====== The records ======

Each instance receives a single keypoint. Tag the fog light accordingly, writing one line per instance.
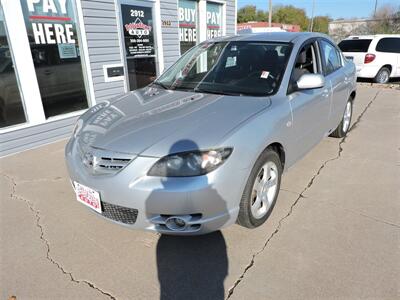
(175, 223)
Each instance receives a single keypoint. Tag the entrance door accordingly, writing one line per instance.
(139, 40)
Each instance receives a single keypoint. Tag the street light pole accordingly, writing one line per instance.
(312, 16)
(270, 14)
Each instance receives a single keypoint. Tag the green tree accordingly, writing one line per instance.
(290, 15)
(246, 13)
(251, 13)
(321, 24)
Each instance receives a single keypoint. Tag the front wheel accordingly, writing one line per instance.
(344, 124)
(261, 190)
(382, 76)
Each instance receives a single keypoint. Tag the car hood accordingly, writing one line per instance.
(153, 121)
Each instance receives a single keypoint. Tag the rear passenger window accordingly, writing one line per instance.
(330, 57)
(388, 45)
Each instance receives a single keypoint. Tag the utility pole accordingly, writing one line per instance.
(312, 17)
(270, 14)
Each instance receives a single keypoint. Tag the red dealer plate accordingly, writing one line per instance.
(88, 196)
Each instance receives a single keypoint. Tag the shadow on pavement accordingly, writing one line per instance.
(192, 267)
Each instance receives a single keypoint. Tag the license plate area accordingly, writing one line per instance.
(88, 196)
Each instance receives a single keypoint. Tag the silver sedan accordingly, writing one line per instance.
(206, 144)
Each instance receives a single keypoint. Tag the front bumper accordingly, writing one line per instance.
(208, 203)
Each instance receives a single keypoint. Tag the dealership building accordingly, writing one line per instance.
(59, 57)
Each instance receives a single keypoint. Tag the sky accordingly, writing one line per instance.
(333, 8)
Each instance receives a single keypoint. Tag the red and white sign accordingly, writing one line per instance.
(88, 196)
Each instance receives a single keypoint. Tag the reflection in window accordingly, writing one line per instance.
(11, 108)
(56, 56)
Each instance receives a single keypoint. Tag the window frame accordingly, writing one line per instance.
(314, 43)
(338, 51)
(388, 38)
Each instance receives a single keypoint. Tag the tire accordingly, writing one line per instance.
(252, 218)
(383, 75)
(345, 122)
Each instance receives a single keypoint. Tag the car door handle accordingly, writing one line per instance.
(325, 93)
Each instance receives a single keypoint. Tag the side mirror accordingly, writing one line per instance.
(310, 81)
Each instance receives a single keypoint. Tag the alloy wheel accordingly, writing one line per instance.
(264, 190)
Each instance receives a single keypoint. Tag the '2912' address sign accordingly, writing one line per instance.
(138, 30)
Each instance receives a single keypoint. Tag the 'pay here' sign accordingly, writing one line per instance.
(50, 21)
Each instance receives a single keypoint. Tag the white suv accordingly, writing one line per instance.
(375, 56)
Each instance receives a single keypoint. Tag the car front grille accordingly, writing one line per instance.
(102, 162)
(118, 213)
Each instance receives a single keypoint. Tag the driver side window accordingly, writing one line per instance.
(306, 63)
(331, 57)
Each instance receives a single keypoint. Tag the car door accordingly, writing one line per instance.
(310, 108)
(335, 76)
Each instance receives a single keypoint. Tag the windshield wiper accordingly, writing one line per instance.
(218, 92)
(160, 84)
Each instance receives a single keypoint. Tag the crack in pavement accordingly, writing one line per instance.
(42, 237)
(301, 195)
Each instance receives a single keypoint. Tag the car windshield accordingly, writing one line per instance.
(356, 45)
(229, 68)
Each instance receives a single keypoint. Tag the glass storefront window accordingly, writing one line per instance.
(11, 107)
(51, 27)
(214, 20)
(187, 13)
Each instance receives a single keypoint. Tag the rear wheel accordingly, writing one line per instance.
(344, 124)
(261, 191)
(383, 75)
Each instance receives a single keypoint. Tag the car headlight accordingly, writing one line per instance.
(192, 163)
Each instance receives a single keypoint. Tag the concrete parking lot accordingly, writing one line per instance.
(334, 232)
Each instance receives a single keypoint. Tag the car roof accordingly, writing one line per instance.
(284, 37)
(371, 36)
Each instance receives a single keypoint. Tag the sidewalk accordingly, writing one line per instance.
(334, 232)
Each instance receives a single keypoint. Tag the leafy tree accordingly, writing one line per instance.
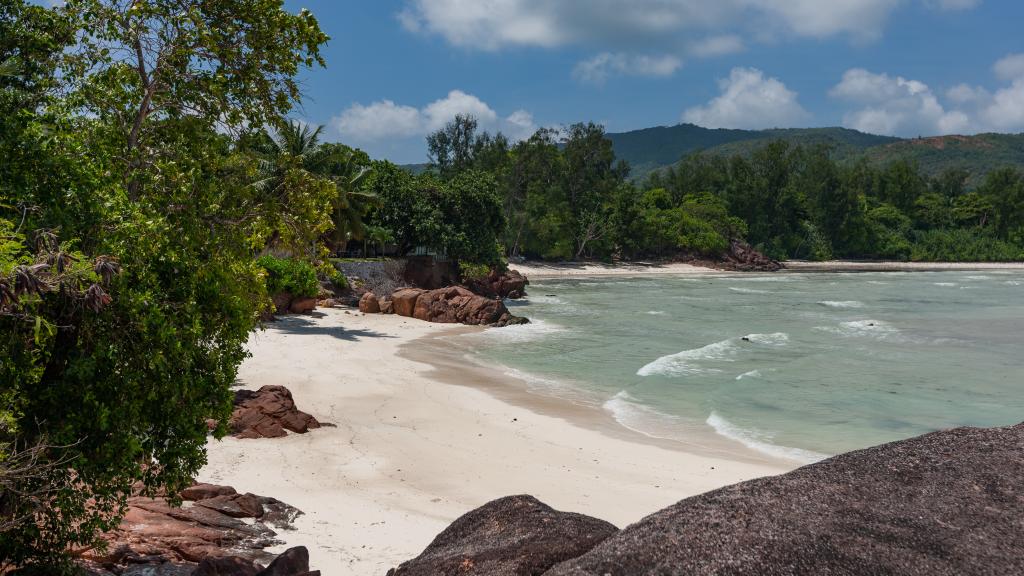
(120, 144)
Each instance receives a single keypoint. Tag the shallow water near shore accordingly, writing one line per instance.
(798, 366)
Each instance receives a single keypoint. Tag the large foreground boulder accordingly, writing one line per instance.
(512, 536)
(945, 503)
(267, 413)
(453, 304)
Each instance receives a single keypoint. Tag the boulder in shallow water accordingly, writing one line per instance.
(947, 503)
(403, 300)
(515, 535)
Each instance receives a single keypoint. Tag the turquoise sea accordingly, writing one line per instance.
(794, 365)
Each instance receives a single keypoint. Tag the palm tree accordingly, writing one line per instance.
(297, 146)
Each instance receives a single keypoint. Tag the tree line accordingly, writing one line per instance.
(564, 196)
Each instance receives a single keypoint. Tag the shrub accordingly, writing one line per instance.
(298, 278)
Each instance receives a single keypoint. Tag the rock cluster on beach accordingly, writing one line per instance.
(945, 503)
(267, 413)
(217, 532)
(508, 284)
(454, 304)
(512, 535)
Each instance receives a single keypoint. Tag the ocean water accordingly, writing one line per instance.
(799, 366)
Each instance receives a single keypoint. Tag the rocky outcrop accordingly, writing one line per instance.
(944, 503)
(509, 284)
(741, 256)
(513, 536)
(267, 413)
(369, 303)
(454, 304)
(941, 504)
(198, 538)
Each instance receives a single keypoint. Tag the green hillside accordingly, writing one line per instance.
(652, 149)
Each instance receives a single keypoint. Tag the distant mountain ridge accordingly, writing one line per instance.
(653, 149)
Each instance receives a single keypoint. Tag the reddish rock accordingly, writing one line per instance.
(227, 566)
(302, 305)
(369, 303)
(516, 535)
(267, 413)
(204, 491)
(403, 300)
(509, 284)
(282, 301)
(458, 304)
(235, 505)
(155, 538)
(293, 562)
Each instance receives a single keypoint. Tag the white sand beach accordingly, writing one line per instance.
(413, 450)
(539, 270)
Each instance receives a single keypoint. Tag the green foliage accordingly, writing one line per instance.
(461, 217)
(298, 278)
(109, 378)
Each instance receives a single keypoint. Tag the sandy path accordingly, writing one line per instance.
(411, 453)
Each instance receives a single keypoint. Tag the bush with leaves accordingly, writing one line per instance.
(120, 142)
(295, 277)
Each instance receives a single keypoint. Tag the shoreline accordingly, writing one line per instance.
(417, 444)
(549, 271)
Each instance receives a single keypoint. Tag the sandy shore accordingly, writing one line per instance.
(540, 270)
(848, 265)
(417, 446)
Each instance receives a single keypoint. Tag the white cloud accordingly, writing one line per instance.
(598, 69)
(965, 93)
(396, 131)
(896, 106)
(717, 46)
(495, 24)
(950, 5)
(888, 105)
(749, 99)
(438, 113)
(1010, 67)
(377, 121)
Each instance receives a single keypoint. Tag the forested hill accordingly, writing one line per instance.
(651, 149)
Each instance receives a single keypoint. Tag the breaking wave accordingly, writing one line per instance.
(759, 441)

======

> What the task asks: Please ensure that the data above is repeated exactly, with no pictures in the copy.

> Output of the task:
Each instance receives a single keypoint. Tag the fog light accordingly, writing one line per instance.
(175, 223)
Each instance receives a single keypoint. Tag the entrance door accordingly, writing one line per instance.
(139, 40)
Each instance receives a single keypoint. Tag the street light pole accordingly, writing one line per instance.
(312, 16)
(270, 14)
Each instance receives a single keypoint. Tag the green tree accordingly, writing one line per instance.
(290, 15)
(246, 13)
(251, 13)
(321, 24)
Each instance receives a single keypoint. Tag the front wheel accordingly, writing one line per instance.
(344, 124)
(261, 190)
(382, 76)
Each instance receives a single keypoint. Tag the car hood accordingly, writing one line per instance.
(153, 121)
Each instance receives a single keypoint. Tag the rear passenger window accordingly, writing one line per instance.
(330, 57)
(388, 45)
Each instance receives a single keypoint. Tag the utility pole accordingly, writing one line per instance.
(312, 17)
(270, 14)
Each instance receives a single keypoint. Tag the red dealer plate accordingly, writing one line per instance.
(88, 196)
Each instance receives a single keypoint. Tag the shadow on pavement accordingly, writing one line per instance.
(192, 267)
Each instance receives a single keypoint. Tag the license plate area accordingly, writing one line per instance.
(88, 196)
Each instance receives a single keypoint. Tag the silver sedan accordingly, writing one line per instance.
(206, 144)
Each instance receives a single keypoint. Tag the front bumper accordingly, writing one line per instance.
(208, 203)
Each instance receives a single keypoint. Tag the dealership building accordingly, writing one line per instance.
(59, 57)
Each instance receives a single keypoint. Tag the sky accordingly, writing one line per instance.
(333, 8)
Each instance receives a single keypoint. Tag the red and white sign accordingly, writing one line per instance.
(88, 196)
Each instance receives a single keypoint. Tag the reflection in window accordingly, writing one line per instance.
(11, 108)
(56, 56)
Each instance receives a single keypoint. Tag the window frame accordingly, writing one line per instance.
(314, 43)
(338, 51)
(388, 38)
Each instance receives a single keypoint. Tag the tire accordingly, writing one line per instance.
(252, 218)
(383, 75)
(345, 122)
Each instance receives a single keypoint. Tag the car door handle accordingly, writing one line per instance.
(325, 93)
Each instance receives a single keypoint. Tag the side mirror accordingly, writing one line per instance.
(310, 81)
Each instance receives a single keypoint. Tag the alloy wheel accordingly, writing one line per instance.
(264, 190)
Each instance receives a single keypoint. Tag the '2912' address sign accordingly, writing one line per instance.
(138, 30)
Each instance receives a single keypoint. Tag the 'pay here' sign accordingly, writing one line per instance.
(50, 21)
Each instance receives a single keypoint. Tag the white suv accordingly, writing one line per instance.
(375, 56)
Each instance receives a single keypoint. Tag the car front grille accordingly, writing one line per instance.
(102, 162)
(118, 213)
Each instance receives a single keypoint. Tag the driver side window accordingly, writing one line per instance.
(306, 63)
(331, 57)
Each instance receives a single keypoint. Tag the car door accordingly, writing one line per instance.
(310, 108)
(335, 76)
Each instance receives a single keypoint. Tag the windshield wiper accordingly, writing one line per instance.
(218, 92)
(160, 84)
Each instance receives a single keypoint. Tag the crack in pavement accordingly, writing one line per instance.
(42, 237)
(301, 195)
Each instance receives a single keypoint. Tag the car windshield accordingly, writing one line per instance.
(356, 45)
(229, 68)
Each instance receives a single keypoint. Tag the glass storefront window accordingly, writing one line per instance.
(11, 107)
(51, 27)
(214, 20)
(187, 13)
Each instance receives a single keypoint. Tag the rear wheel accordingly, writing one line per instance.
(344, 124)
(261, 191)
(383, 75)
Each instance receives a single keypoint. Tag the car headlight accordingly, writing one line per instance.
(192, 163)
Each instance receives a single keypoint. Tag the concrete parking lot accordingly, writing one line per instance.
(334, 232)
Each instance receives a single keypoint. Tag the car roof accordingly, writing one line per instance.
(284, 37)
(371, 36)
Each instance receives a single keypoint. Tag the sidewalk accordingly, writing one line per instance.
(334, 232)
Each instance receives a single keypoint. Tag the leafy tree accordingly, writing one line per instance.
(120, 144)
Each instance receives a single keypoint. Tag the shallow water near shore accordingly, writing one line per instance.
(798, 366)
Each instance receives a single keypoint. Tag the large foreground boulder accordingly, writing one line per instance.
(512, 536)
(945, 503)
(267, 413)
(453, 304)
Each instance receives a single keypoint. Tag the boulder in shallow water accordingly, writing one line per instance.
(947, 503)
(403, 300)
(515, 535)
Each instance receives a single keypoint. Tag the turquoise sea accordingly, writing one line per instance.
(794, 365)
Each instance receives a single keypoint. Tag the palm tree accordingly, writing one line per instance.
(297, 146)
Each instance receives a single keypoint. Tag the tree line accordingly, writing one line per instance.
(564, 196)
Each instance receives a single keypoint. Tag the shrub accordingly, writing one line per instance.
(298, 278)
Each instance receives a single keypoint. Tag the rock cluster on beach accordingly, writing one line per instance.
(945, 503)
(267, 413)
(217, 532)
(508, 284)
(454, 304)
(512, 535)
Each instance receives a single keypoint. Tag the ocean water accordingly, writing one line per instance.
(799, 366)
Each instance receives a single keypoint. Tag the rocky outcrop accordingly, writing one line per instance.
(944, 503)
(509, 284)
(741, 256)
(513, 536)
(267, 413)
(369, 303)
(454, 304)
(941, 504)
(198, 538)
Each instance receives a single keypoint. Tag the green hillside accordingly, writing one line per instance.
(652, 149)
Each instance receives a single keypoint. Tag the distant mountain ridge accordingly, writing one line per instance.
(653, 149)
Each instance receives a single keypoint. Tag the reddish rock accordingly, writing one line per instance.
(227, 566)
(302, 305)
(369, 303)
(516, 535)
(267, 413)
(204, 491)
(403, 300)
(509, 284)
(282, 301)
(458, 304)
(235, 505)
(155, 538)
(293, 562)
Each instance receives a single keypoint. Tag the white sand beach accordingly, writing one line per instance.
(413, 450)
(539, 270)
Each instance receives a single keypoint. Tag the green foliage accordingly, writing one line per instance.
(461, 217)
(298, 278)
(109, 378)
Each instance receives a single keypoint. Tag the sandy path accordingly, writing one line per instance.
(411, 453)
Each instance receives a single keypoint. Tag the bush with leaves accordingly, writing one line per instance.
(120, 142)
(295, 277)
Each instance receives a single keypoint. Tag the shoreline accordingly, writing one line per instance.
(417, 444)
(549, 271)
Each instance receives a single keypoint. Tag the sandy shore accordingly, writing one line per instance.
(540, 270)
(848, 265)
(417, 446)
Each instance receives a single keypoint. Tag the white cloud accordingly, writing one line per instance.
(598, 69)
(965, 93)
(396, 131)
(896, 106)
(717, 46)
(495, 24)
(950, 5)
(888, 105)
(749, 99)
(438, 113)
(1010, 67)
(377, 121)
Each instance receives a single keypoint. Tag the forested hill accordingly, writing one line per instance.
(651, 149)
Each instance receives a single keypoint. Tag the breaking wave accordingly, writing one line per instance.
(759, 441)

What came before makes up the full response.